Given instruction: Copy out the part of the records below that begins with the line containing "of the orange" and runs through the end of the records, requests included, and add -3 to every coordinate in the answers but not to the numbers in the requests or their format samples. Return only that part.
-- start Task input --
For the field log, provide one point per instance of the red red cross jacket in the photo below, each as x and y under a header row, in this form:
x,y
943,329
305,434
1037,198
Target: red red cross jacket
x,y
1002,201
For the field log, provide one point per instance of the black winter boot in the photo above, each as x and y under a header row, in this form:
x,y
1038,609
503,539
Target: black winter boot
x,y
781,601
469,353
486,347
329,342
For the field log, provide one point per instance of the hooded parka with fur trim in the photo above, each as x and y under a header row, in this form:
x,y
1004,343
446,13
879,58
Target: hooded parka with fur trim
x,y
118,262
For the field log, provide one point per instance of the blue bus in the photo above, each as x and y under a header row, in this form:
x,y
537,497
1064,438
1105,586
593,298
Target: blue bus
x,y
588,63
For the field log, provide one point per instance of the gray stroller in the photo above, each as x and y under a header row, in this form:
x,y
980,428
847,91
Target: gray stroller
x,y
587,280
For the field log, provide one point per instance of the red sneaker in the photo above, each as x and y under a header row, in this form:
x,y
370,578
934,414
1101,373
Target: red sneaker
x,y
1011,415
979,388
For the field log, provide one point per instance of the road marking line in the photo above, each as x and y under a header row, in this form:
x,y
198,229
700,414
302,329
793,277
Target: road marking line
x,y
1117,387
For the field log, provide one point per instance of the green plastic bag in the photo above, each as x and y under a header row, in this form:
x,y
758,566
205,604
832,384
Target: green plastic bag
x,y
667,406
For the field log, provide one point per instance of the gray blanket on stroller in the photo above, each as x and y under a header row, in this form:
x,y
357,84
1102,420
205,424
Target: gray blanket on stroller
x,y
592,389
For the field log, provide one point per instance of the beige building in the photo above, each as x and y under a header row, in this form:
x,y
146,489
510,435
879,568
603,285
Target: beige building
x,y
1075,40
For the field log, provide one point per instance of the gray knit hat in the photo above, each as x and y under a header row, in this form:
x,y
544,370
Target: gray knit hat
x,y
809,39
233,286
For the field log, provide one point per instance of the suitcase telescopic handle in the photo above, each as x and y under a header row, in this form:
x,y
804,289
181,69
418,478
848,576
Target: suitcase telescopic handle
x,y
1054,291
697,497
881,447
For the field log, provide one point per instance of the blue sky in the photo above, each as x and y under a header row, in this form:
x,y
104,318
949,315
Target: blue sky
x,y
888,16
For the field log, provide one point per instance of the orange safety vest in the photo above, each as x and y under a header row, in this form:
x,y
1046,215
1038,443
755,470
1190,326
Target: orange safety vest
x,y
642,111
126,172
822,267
-- end Task input --
Output:
For the field log, provide one point per instance of the orange safety vest in the photo above, each as x and y under a header row, in this form:
x,y
1046,215
1038,443
755,470
1190,326
Target: orange safety vest
x,y
639,108
123,169
819,264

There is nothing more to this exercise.